**** Page text

推公式的方法详见该博客，讲的十分清晰：http://blog.youkuaiyun.com/abcjennifer/article/details/5302198

Another kind of Fibonacci

Time Limit: 3000/1000 MS (Java/Others) Memory Limit: 65536/65536 K (Java/Others)
Total Submission(s): 1155 Accepted Submission(s): 437

Problem Description

As we all known , the Fibonacci series : F(0) = 1, F(1) = 1, F(N) = F(N - 1) + F(N - 2) (N >= 2).Now we define another kind of Fibonacci : A(0) = 1 , A(1) = 1 , A(N) = X * A(N - 1) + Y * A(N - 2) (N >= 2).And we want to Calculate S(N) , S(N) = A(0) ² +A(1) ²+……+A(n) ².

Input

There are several test cases.
Each test case will contain three integers , N, X , Y .
N : 2<= N <= 2 ³¹ – 1
X : 2<= X <= 2 ³¹– 1
Y : 2<= Y <= 2 ³¹ – 1

Output

For each test case , output the answer of S(n).If the answer is too big , divide it by 10007 and give me the reminder.

Sample Input

  
   2 1 1 
3 2 3

Sample Output

  
   6
196

#include<iostream>
#include<cstring>
#include<string>
#include<cstdio>

using namespace std;

#define MAXN 5

struct Matrix
{
    int size;
    long modulo;
    long element[MAXN][MAXN];
    void setSize(int);
    void setModulo(long);
};

int n,x,y;
Matrix a,an;

void Matrix::setSize(int a)
{
    for (int i=0; i<a; i++)
        for (int j=0; j<a; j++)
            element[i][j]=0;
    size=a;
}

void Matrix::setModulo(long a)
{
    modulo = a;
}

Matrix multi(Matrix p1,Matrix p2)
{
    Matrix p;
    p.setSize(p1.size);
    p.setModulo(p1.modulo);
    for (int i=0; i<p1.size; i++)
        for (int j=0; j<p1.size; j++)

********

→ Objectives:
A – In the Fibonacci problem text, why should a program print a remainder after dividing by 10007 instead of printing S(n) directly?
B – Carry on the matrix code in the Fibonacci problem text from the last line shown.

**** Data listing

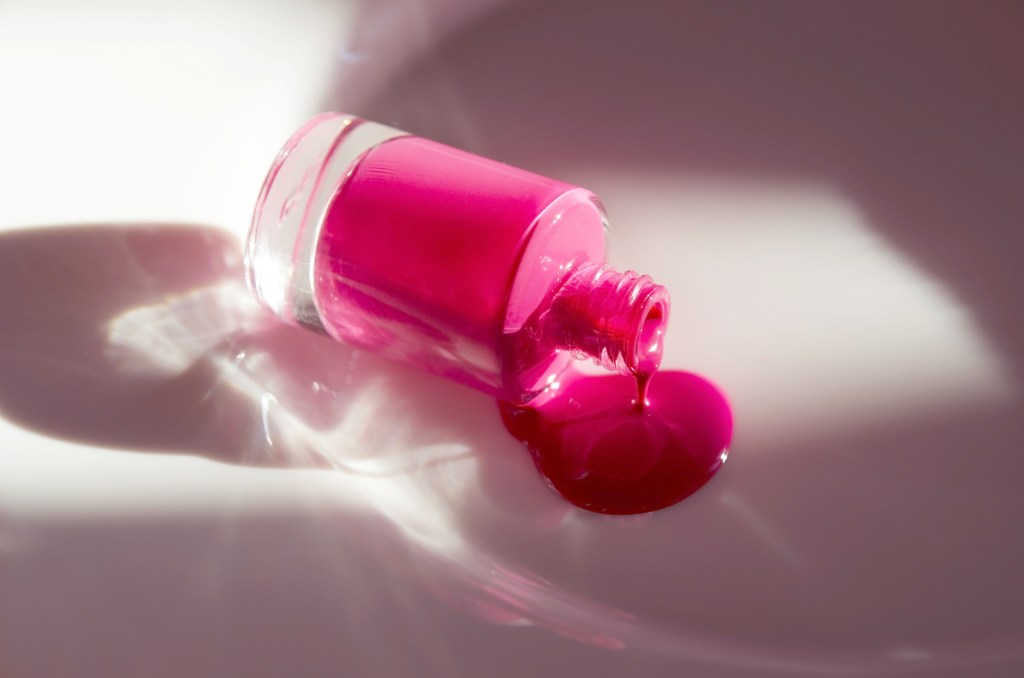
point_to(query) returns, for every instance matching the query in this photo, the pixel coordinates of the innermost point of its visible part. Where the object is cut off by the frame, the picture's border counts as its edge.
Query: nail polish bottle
(464, 266)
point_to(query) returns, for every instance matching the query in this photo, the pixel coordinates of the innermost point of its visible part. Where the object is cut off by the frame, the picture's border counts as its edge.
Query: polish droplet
(605, 454)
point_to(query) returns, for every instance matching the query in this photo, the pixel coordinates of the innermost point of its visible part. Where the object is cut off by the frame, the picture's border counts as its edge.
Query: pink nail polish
(469, 268)
(463, 266)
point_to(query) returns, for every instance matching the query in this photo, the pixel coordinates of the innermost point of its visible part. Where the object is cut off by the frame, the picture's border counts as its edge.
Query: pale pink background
(832, 192)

********

→ Answer list:
A – The answer may be too big. The output section says that in that case it should be divided by 10007 and the remainder given.

B –
            for (int k=0; k<p1.size; k++)
            {
                p.element[i][j]+=p1.element[i][k]*p2.element[k][j];
                p.element[i][j]%=p1.modulo;
            }
    return p;
}

Matrix power(Matrix p,long exp)
{
    Matrix res,A;
    A=p;
    res.setModulo(p.modulo);
    res.setSize(p.size);
    for(int i=0;i<p.size;i++)
        res.element[i][i]=1;
    while(exp)
    {
        if(exp&1)
            res=multi(res,A);
        exp>>=1;
        A=multi(A,A);
    }
    return res;
}

void init()
{
    a.setSize(4);
    a.setModulo(10007);
    a.element[0][0]=a.element[1][0]=a.element[1][2]=1;
    a.element[1][1]=x*x%10007;
    a.element[2][1]=y*y%10007;
    a.element[3][1]=2*x*y%10007;
    a.element[1][3]=x;
    a.element[3][3]=y;
}

int main()
{
    int s0[]={1,1,1,1};
    while(~scanf("%ld%ld%ld",&n,&x,&y))
    {
        x%=10007;
        y%=10007;
        init();
        an=power(a,n);
        long tmp=0;
        for(int j=0;j<4;j++)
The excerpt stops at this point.